--- START OF RAW RECORDS ---

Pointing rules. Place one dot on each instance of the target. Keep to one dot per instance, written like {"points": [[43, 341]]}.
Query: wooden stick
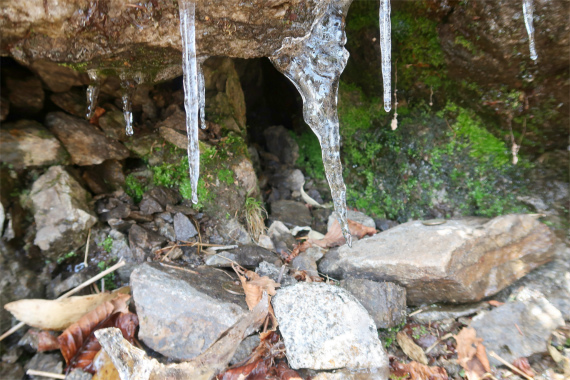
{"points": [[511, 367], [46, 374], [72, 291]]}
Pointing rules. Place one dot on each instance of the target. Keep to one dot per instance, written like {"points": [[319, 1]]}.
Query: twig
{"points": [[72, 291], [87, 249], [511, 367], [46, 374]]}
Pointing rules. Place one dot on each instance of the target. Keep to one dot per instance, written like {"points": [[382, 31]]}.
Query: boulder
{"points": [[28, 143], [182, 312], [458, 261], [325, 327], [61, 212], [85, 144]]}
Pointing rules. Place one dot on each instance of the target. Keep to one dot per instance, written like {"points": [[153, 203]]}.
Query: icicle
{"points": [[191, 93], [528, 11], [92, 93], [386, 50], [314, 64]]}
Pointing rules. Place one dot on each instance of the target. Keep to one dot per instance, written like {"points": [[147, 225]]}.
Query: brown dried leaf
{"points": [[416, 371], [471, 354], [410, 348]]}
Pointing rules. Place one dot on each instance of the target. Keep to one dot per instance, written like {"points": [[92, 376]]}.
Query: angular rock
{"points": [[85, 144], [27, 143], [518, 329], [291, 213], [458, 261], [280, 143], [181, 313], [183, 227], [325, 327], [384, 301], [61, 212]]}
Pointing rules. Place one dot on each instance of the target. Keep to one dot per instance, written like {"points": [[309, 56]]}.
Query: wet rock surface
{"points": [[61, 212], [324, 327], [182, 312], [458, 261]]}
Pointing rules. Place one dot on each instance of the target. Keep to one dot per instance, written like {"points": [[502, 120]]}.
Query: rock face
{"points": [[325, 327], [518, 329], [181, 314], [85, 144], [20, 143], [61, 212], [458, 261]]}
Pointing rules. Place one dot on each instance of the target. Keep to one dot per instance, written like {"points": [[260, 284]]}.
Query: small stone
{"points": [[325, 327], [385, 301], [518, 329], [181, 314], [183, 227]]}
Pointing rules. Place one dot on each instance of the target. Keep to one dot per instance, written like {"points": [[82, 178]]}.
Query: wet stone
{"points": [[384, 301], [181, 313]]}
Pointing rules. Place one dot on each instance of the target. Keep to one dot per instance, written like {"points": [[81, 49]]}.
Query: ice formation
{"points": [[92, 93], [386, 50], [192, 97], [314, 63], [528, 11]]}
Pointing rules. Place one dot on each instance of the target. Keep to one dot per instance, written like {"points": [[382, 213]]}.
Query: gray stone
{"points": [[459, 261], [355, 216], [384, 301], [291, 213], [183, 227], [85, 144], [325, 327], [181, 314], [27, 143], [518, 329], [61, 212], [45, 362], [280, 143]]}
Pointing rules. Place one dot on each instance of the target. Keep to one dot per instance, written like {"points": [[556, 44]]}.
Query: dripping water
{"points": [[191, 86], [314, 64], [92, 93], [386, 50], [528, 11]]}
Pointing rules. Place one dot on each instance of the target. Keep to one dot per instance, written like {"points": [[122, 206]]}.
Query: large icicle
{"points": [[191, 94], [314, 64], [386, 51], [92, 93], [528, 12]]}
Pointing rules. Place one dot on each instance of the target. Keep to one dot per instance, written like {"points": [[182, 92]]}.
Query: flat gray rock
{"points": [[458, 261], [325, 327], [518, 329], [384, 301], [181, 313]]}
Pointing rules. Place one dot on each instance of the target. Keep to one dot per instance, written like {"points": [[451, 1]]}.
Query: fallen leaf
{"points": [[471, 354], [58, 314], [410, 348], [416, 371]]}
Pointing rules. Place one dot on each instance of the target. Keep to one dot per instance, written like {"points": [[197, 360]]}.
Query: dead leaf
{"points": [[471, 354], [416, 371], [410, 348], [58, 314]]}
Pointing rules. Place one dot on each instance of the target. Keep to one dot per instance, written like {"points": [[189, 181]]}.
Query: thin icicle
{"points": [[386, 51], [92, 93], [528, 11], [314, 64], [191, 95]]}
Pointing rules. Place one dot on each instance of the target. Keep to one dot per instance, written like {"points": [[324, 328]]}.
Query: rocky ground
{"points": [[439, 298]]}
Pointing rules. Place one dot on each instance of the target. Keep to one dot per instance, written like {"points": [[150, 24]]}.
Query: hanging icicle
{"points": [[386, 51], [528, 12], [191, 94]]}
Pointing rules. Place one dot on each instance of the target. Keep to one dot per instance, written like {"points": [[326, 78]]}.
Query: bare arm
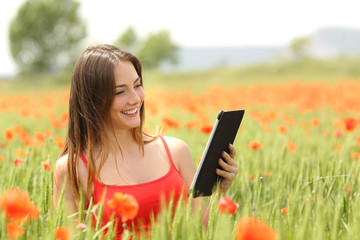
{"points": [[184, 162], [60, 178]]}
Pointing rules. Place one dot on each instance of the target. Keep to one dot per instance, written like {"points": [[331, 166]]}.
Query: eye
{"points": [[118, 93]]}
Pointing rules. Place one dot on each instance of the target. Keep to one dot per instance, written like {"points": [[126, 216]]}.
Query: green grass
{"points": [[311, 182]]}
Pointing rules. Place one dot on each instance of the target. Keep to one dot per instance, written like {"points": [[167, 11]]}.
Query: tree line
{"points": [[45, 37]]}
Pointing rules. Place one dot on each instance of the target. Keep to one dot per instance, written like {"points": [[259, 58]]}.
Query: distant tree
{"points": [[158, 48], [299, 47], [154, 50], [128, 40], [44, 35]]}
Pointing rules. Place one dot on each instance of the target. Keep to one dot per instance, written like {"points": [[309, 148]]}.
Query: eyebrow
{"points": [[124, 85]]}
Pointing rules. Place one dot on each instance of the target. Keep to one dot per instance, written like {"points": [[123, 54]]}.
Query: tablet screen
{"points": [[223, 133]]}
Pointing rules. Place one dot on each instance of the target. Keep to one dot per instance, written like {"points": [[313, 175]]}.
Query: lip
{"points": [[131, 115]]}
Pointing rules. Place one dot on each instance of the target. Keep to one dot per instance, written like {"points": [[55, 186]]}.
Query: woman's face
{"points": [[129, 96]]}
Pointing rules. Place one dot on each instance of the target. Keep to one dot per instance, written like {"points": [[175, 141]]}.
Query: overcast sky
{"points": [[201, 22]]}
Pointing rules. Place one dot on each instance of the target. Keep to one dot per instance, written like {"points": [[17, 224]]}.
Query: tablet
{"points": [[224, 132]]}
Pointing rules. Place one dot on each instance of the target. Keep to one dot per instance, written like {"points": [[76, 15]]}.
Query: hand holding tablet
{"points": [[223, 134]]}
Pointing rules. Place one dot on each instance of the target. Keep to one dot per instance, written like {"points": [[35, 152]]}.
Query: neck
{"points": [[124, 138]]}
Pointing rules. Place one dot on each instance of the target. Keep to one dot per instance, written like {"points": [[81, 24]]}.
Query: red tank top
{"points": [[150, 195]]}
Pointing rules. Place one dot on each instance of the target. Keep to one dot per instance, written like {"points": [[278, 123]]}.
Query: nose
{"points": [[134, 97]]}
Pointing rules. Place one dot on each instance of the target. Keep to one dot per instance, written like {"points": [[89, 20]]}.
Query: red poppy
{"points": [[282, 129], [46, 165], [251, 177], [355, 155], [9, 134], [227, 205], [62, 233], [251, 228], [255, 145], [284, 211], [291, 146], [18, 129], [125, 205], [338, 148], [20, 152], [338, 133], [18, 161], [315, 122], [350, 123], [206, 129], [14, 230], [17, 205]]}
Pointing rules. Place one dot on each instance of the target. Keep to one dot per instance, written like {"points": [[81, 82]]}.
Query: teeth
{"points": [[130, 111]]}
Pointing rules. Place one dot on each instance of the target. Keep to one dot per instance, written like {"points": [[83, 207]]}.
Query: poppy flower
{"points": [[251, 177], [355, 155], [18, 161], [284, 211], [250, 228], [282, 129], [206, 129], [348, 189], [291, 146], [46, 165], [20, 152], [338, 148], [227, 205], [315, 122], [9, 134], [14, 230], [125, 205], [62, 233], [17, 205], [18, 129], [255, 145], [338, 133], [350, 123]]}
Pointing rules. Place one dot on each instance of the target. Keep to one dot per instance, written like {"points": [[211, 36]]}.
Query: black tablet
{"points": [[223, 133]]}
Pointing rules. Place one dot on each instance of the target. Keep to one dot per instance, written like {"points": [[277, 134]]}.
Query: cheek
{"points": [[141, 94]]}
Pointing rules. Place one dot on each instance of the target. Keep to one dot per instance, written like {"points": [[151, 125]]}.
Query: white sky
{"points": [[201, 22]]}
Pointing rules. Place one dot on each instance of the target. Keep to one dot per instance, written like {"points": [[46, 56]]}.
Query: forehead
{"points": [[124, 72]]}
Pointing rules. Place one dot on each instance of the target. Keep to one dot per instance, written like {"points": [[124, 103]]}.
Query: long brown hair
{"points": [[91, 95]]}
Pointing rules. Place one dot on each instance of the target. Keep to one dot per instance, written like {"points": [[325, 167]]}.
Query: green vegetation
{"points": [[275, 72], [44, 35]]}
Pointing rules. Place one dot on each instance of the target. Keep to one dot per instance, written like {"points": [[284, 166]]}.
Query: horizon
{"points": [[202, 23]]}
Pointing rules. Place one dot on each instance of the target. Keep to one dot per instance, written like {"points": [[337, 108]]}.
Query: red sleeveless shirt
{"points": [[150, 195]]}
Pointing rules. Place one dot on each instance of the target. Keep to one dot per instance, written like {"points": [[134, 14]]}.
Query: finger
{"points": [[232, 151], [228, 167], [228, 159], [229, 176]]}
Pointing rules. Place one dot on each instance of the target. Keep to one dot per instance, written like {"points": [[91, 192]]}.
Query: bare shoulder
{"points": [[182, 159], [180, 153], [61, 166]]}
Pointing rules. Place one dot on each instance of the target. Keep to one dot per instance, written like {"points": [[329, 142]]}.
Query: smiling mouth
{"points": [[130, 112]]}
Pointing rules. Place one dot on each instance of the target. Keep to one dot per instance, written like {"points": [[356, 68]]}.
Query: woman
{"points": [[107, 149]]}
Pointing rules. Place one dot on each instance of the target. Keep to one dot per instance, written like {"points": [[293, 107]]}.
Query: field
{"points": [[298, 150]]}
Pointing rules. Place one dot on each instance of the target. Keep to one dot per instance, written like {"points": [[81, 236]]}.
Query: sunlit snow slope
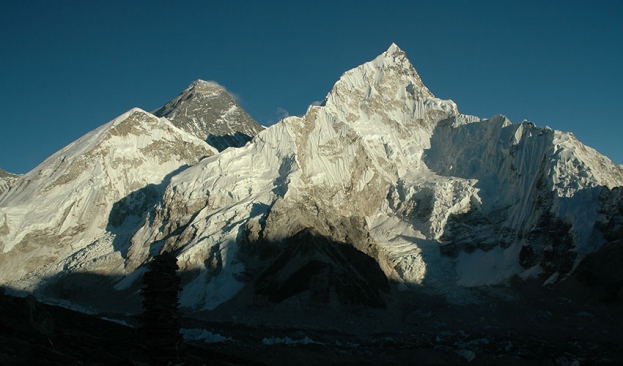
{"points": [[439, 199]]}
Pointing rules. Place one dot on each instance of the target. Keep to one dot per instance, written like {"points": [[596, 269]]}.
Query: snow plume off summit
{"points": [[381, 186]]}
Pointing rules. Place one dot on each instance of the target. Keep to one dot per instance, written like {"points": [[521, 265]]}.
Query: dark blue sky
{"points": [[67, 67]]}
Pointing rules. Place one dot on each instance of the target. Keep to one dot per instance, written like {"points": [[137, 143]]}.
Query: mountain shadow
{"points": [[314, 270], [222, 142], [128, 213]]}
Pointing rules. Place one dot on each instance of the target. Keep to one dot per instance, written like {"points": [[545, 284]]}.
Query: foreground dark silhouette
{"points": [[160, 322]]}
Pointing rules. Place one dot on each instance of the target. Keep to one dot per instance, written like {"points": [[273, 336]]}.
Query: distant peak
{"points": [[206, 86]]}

--- END OF RAW RECORDS ---

◆ PROMPT
Pull out every line above that contains the word "green" and list them in their original order.

◆ SOLUTION TO THIS PROBLEM
Query: green grass
Query: green vegetation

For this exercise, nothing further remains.